- WHAT THE EXERCISE ASKS: Report only the number of lines in the items below that contain the string "glass". Matching is case-sensitive.

[Pointing entries for labeled objects]
______

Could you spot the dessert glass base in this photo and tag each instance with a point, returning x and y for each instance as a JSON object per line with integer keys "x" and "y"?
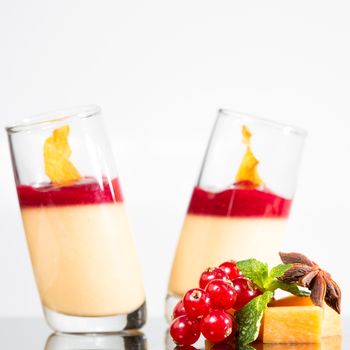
{"x": 170, "y": 301}
{"x": 104, "y": 324}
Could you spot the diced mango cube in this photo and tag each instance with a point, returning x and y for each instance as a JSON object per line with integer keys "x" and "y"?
{"x": 296, "y": 320}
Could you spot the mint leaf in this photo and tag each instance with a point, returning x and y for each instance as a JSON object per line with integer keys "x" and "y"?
{"x": 249, "y": 318}
{"x": 279, "y": 270}
{"x": 245, "y": 347}
{"x": 291, "y": 288}
{"x": 255, "y": 270}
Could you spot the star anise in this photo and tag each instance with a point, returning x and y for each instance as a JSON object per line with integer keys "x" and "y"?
{"x": 307, "y": 273}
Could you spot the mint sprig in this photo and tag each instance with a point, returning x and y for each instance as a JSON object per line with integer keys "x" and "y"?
{"x": 250, "y": 316}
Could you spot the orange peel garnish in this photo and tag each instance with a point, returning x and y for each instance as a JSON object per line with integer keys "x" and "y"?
{"x": 58, "y": 167}
{"x": 248, "y": 171}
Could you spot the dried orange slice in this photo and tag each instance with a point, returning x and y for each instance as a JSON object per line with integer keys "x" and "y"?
{"x": 58, "y": 167}
{"x": 248, "y": 171}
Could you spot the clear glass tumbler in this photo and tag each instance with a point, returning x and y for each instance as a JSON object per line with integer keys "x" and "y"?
{"x": 81, "y": 247}
{"x": 240, "y": 204}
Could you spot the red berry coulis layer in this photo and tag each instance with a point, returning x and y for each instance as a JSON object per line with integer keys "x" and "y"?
{"x": 86, "y": 191}
{"x": 239, "y": 201}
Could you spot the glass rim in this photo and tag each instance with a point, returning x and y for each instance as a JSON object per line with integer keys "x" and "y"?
{"x": 284, "y": 127}
{"x": 45, "y": 119}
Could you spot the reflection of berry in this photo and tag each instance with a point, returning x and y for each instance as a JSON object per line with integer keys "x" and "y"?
{"x": 212, "y": 273}
{"x": 222, "y": 347}
{"x": 222, "y": 294}
{"x": 179, "y": 309}
{"x": 185, "y": 330}
{"x": 246, "y": 291}
{"x": 231, "y": 269}
{"x": 196, "y": 302}
{"x": 216, "y": 325}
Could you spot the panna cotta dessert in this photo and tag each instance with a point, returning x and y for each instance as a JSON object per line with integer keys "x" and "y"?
{"x": 238, "y": 223}
{"x": 236, "y": 220}
{"x": 83, "y": 255}
{"x": 81, "y": 247}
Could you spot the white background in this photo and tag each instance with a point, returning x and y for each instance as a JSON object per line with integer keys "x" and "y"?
{"x": 160, "y": 70}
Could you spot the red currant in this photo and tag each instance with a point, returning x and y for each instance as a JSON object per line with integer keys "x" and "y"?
{"x": 212, "y": 273}
{"x": 222, "y": 294}
{"x": 246, "y": 291}
{"x": 179, "y": 309}
{"x": 216, "y": 325}
{"x": 196, "y": 302}
{"x": 185, "y": 330}
{"x": 231, "y": 269}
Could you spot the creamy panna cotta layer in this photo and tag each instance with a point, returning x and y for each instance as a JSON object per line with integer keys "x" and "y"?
{"x": 234, "y": 224}
{"x": 82, "y": 251}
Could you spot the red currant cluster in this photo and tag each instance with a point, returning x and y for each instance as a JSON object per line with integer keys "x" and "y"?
{"x": 210, "y": 308}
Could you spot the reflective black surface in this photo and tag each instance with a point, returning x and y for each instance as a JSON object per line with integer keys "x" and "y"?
{"x": 33, "y": 334}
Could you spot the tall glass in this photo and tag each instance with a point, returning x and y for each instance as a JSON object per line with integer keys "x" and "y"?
{"x": 240, "y": 204}
{"x": 82, "y": 251}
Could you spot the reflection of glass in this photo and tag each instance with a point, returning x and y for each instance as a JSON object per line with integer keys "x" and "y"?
{"x": 240, "y": 205}
{"x": 82, "y": 251}
{"x": 123, "y": 341}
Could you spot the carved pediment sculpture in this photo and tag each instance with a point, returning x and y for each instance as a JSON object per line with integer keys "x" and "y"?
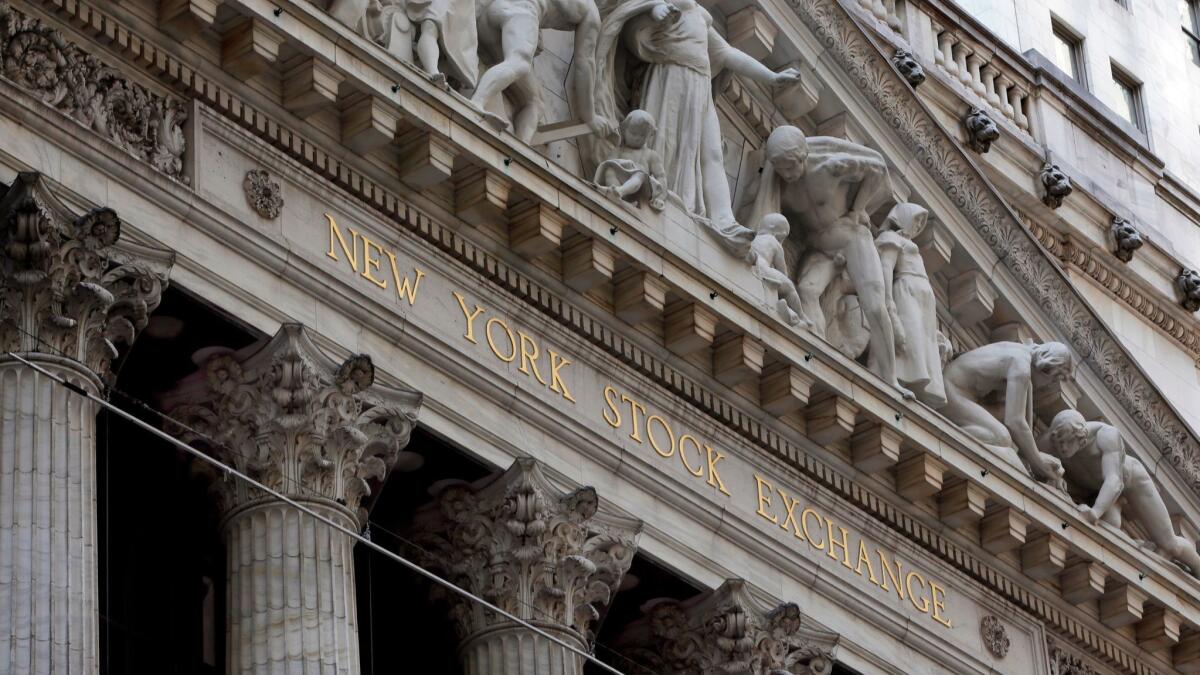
{"x": 829, "y": 209}
{"x": 726, "y": 631}
{"x": 1009, "y": 369}
{"x": 634, "y": 172}
{"x": 681, "y": 52}
{"x": 1096, "y": 460}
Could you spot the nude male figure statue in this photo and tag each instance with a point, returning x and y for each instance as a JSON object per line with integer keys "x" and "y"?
{"x": 1093, "y": 455}
{"x": 1007, "y": 368}
{"x": 509, "y": 31}
{"x": 828, "y": 187}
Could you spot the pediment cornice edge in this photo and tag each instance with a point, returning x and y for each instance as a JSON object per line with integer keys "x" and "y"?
{"x": 1017, "y": 248}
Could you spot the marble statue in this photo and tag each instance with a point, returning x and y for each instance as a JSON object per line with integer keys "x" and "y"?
{"x": 1055, "y": 184}
{"x": 1008, "y": 369}
{"x": 1126, "y": 239}
{"x": 443, "y": 33}
{"x": 982, "y": 130}
{"x": 635, "y": 172}
{"x": 911, "y": 304}
{"x": 1095, "y": 459}
{"x": 771, "y": 266}
{"x": 682, "y": 53}
{"x": 1188, "y": 282}
{"x": 828, "y": 187}
{"x": 509, "y": 34}
{"x": 909, "y": 67}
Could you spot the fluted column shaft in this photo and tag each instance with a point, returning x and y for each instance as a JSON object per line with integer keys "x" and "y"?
{"x": 48, "y": 598}
{"x": 515, "y": 650}
{"x": 291, "y": 591}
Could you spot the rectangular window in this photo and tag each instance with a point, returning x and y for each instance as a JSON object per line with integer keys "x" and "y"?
{"x": 1192, "y": 30}
{"x": 1127, "y": 102}
{"x": 1068, "y": 53}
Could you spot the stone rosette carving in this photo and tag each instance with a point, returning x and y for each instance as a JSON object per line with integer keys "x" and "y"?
{"x": 995, "y": 635}
{"x": 66, "y": 288}
{"x": 982, "y": 130}
{"x": 1188, "y": 282}
{"x": 727, "y": 631}
{"x": 1055, "y": 185}
{"x": 909, "y": 67}
{"x": 537, "y": 551}
{"x": 294, "y": 419}
{"x": 1066, "y": 663}
{"x": 40, "y": 59}
{"x": 1126, "y": 239}
{"x": 265, "y": 196}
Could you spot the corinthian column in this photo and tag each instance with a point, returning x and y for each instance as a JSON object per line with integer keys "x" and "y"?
{"x": 323, "y": 434}
{"x": 726, "y": 631}
{"x": 70, "y": 297}
{"x": 539, "y": 553}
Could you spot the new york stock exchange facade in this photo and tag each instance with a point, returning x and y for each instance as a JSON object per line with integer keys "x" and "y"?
{"x": 690, "y": 338}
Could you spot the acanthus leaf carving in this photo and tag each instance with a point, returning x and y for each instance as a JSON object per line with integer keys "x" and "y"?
{"x": 41, "y": 60}
{"x": 727, "y": 631}
{"x": 292, "y": 418}
{"x": 67, "y": 291}
{"x": 535, "y": 551}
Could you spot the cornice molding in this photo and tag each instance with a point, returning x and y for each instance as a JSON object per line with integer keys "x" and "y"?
{"x": 747, "y": 425}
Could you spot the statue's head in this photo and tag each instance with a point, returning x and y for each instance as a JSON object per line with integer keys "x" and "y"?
{"x": 1055, "y": 360}
{"x": 789, "y": 153}
{"x": 637, "y": 129}
{"x": 907, "y": 219}
{"x": 1068, "y": 432}
{"x": 774, "y": 225}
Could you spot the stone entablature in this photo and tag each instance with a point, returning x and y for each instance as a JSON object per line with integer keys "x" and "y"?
{"x": 877, "y": 402}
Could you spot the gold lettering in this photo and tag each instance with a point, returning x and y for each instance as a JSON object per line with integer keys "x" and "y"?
{"x": 634, "y": 407}
{"x": 804, "y": 525}
{"x": 529, "y": 356}
{"x": 714, "y": 478}
{"x": 895, "y": 578}
{"x": 844, "y": 543}
{"x": 697, "y": 471}
{"x": 939, "y": 603}
{"x": 556, "y": 380}
{"x": 513, "y": 342}
{"x": 763, "y": 500}
{"x": 790, "y": 505}
{"x": 471, "y": 316}
{"x": 369, "y": 262}
{"x": 912, "y": 597}
{"x": 406, "y": 288}
{"x": 864, "y": 557}
{"x": 352, "y": 251}
{"x": 615, "y": 420}
{"x": 654, "y": 443}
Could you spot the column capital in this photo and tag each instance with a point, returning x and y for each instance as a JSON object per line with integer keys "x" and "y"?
{"x": 727, "y": 631}
{"x": 67, "y": 287}
{"x": 544, "y": 554}
{"x": 298, "y": 420}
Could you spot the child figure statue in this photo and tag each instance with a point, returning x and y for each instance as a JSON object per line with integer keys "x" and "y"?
{"x": 636, "y": 173}
{"x": 771, "y": 267}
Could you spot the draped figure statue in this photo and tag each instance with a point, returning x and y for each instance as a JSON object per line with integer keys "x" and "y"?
{"x": 681, "y": 52}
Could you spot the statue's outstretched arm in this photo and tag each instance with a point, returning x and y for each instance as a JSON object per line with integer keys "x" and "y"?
{"x": 583, "y": 75}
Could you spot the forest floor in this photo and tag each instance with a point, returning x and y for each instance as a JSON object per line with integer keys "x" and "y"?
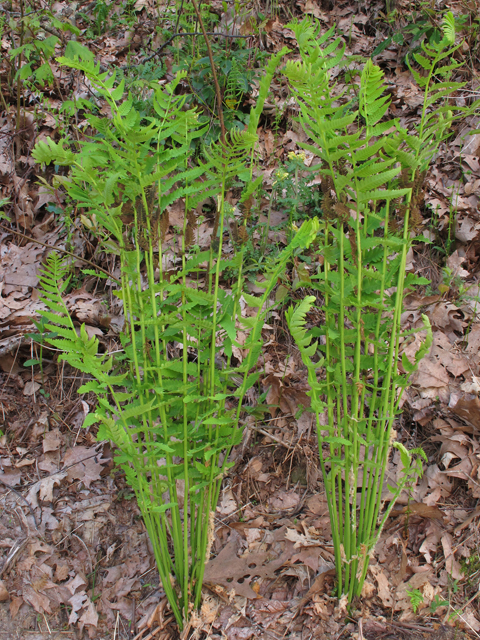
{"x": 75, "y": 560}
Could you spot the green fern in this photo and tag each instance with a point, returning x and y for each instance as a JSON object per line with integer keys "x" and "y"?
{"x": 173, "y": 416}
{"x": 370, "y": 166}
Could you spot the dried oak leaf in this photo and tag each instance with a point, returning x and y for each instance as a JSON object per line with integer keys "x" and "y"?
{"x": 87, "y": 464}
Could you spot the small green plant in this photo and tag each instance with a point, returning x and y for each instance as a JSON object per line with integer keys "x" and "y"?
{"x": 172, "y": 413}
{"x": 372, "y": 171}
{"x": 416, "y": 598}
{"x": 436, "y": 603}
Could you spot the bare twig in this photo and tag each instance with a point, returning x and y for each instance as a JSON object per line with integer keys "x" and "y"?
{"x": 214, "y": 73}
{"x": 17, "y": 493}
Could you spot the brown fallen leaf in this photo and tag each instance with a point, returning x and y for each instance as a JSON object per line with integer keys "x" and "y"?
{"x": 467, "y": 408}
{"x": 419, "y": 509}
{"x": 452, "y": 565}
{"x": 4, "y": 595}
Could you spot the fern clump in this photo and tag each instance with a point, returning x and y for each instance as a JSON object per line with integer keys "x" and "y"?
{"x": 372, "y": 173}
{"x": 172, "y": 414}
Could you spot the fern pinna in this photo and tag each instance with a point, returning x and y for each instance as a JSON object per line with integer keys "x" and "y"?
{"x": 370, "y": 166}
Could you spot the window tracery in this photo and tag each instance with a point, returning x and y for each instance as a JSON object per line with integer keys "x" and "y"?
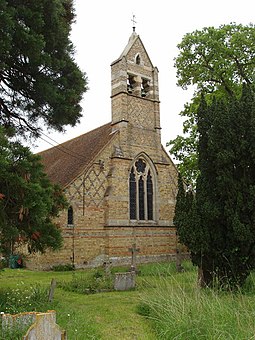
{"x": 141, "y": 191}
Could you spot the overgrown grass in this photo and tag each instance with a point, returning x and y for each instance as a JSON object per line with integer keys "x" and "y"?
{"x": 89, "y": 282}
{"x": 178, "y": 309}
{"x": 165, "y": 305}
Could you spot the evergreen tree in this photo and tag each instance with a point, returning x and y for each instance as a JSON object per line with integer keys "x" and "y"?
{"x": 28, "y": 202}
{"x": 225, "y": 195}
{"x": 217, "y": 61}
{"x": 39, "y": 80}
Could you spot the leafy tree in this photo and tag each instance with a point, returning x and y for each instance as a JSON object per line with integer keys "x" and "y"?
{"x": 216, "y": 61}
{"x": 28, "y": 201}
{"x": 223, "y": 212}
{"x": 39, "y": 80}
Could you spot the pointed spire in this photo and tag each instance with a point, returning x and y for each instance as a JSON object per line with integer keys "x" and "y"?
{"x": 134, "y": 22}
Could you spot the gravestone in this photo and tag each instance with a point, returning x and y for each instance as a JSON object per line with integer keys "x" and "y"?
{"x": 133, "y": 251}
{"x": 124, "y": 281}
{"x": 52, "y": 289}
{"x": 45, "y": 328}
{"x": 39, "y": 326}
{"x": 179, "y": 266}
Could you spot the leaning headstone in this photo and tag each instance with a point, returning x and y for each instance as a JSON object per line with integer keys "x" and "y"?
{"x": 107, "y": 265}
{"x": 124, "y": 281}
{"x": 38, "y": 326}
{"x": 45, "y": 328}
{"x": 133, "y": 251}
{"x": 179, "y": 266}
{"x": 52, "y": 289}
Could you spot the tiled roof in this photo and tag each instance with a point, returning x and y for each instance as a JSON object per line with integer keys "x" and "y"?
{"x": 66, "y": 161}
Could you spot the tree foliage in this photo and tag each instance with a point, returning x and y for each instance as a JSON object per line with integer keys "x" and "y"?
{"x": 39, "y": 80}
{"x": 216, "y": 61}
{"x": 223, "y": 212}
{"x": 28, "y": 202}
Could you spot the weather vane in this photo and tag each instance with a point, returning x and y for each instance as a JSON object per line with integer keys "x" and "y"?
{"x": 134, "y": 22}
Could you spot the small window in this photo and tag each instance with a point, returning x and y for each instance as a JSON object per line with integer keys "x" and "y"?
{"x": 70, "y": 216}
{"x": 145, "y": 87}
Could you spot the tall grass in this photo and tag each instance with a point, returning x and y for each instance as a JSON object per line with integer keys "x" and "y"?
{"x": 179, "y": 310}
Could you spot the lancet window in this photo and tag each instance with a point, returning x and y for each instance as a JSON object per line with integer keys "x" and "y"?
{"x": 141, "y": 191}
{"x": 70, "y": 216}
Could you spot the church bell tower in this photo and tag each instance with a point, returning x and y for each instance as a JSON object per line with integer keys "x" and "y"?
{"x": 135, "y": 97}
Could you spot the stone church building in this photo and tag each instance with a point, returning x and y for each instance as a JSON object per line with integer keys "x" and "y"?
{"x": 120, "y": 183}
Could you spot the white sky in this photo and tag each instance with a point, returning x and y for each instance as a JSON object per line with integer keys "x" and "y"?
{"x": 101, "y": 32}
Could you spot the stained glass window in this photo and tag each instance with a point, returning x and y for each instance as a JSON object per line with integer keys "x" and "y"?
{"x": 141, "y": 198}
{"x": 132, "y": 195}
{"x": 149, "y": 196}
{"x": 141, "y": 191}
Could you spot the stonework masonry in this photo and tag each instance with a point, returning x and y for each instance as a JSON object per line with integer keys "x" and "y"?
{"x": 100, "y": 192}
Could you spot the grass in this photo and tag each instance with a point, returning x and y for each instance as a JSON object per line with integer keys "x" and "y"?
{"x": 165, "y": 305}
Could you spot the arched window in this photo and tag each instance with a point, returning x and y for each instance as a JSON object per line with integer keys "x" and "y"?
{"x": 140, "y": 191}
{"x": 70, "y": 216}
{"x": 137, "y": 60}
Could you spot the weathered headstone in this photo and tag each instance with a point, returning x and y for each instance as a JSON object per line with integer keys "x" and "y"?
{"x": 45, "y": 328}
{"x": 179, "y": 266}
{"x": 133, "y": 251}
{"x": 107, "y": 267}
{"x": 38, "y": 326}
{"x": 124, "y": 281}
{"x": 52, "y": 289}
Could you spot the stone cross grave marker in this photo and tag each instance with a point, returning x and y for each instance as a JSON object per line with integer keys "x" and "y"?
{"x": 133, "y": 251}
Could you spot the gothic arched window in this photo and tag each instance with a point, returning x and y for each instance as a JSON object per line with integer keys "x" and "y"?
{"x": 140, "y": 191}
{"x": 137, "y": 60}
{"x": 70, "y": 216}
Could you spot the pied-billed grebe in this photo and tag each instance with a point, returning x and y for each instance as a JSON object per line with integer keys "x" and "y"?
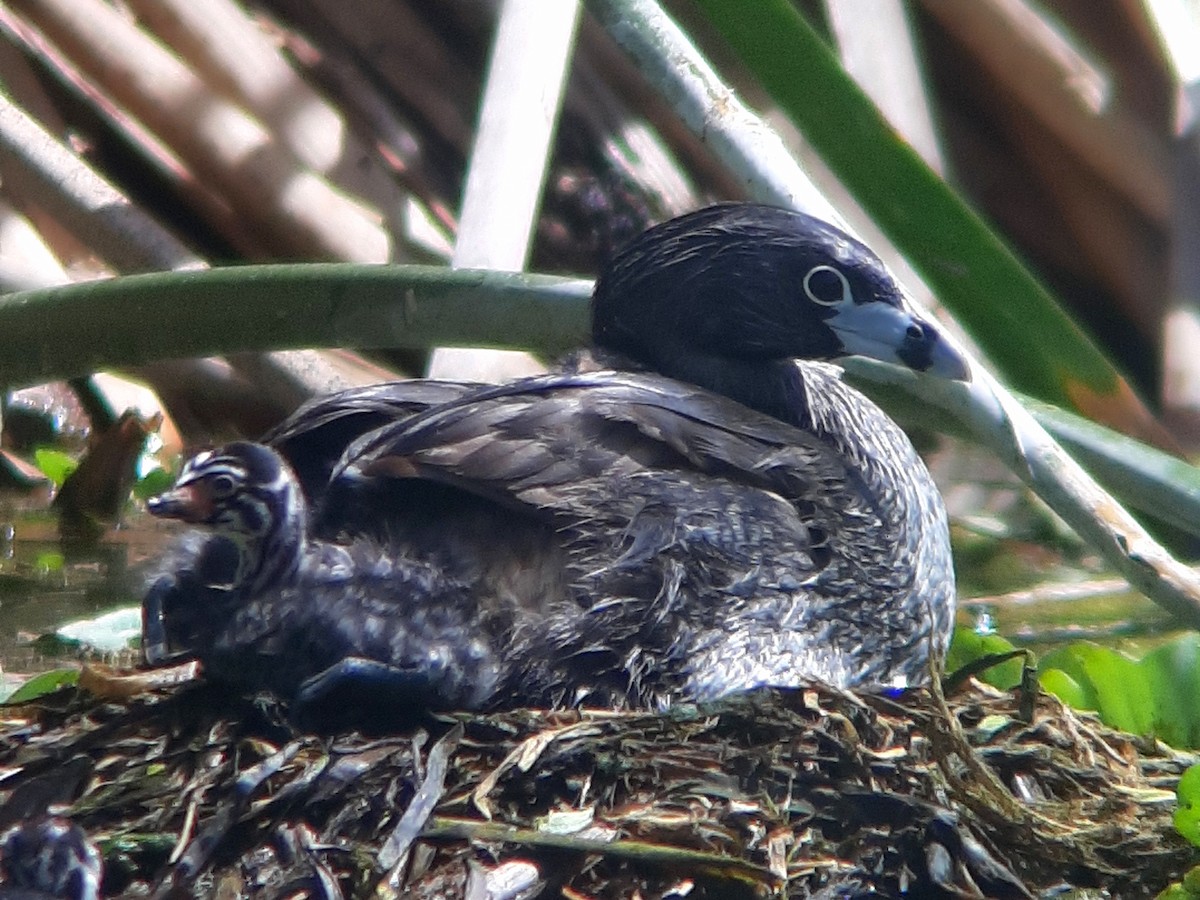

______

- COMPLETE ANSWER: 6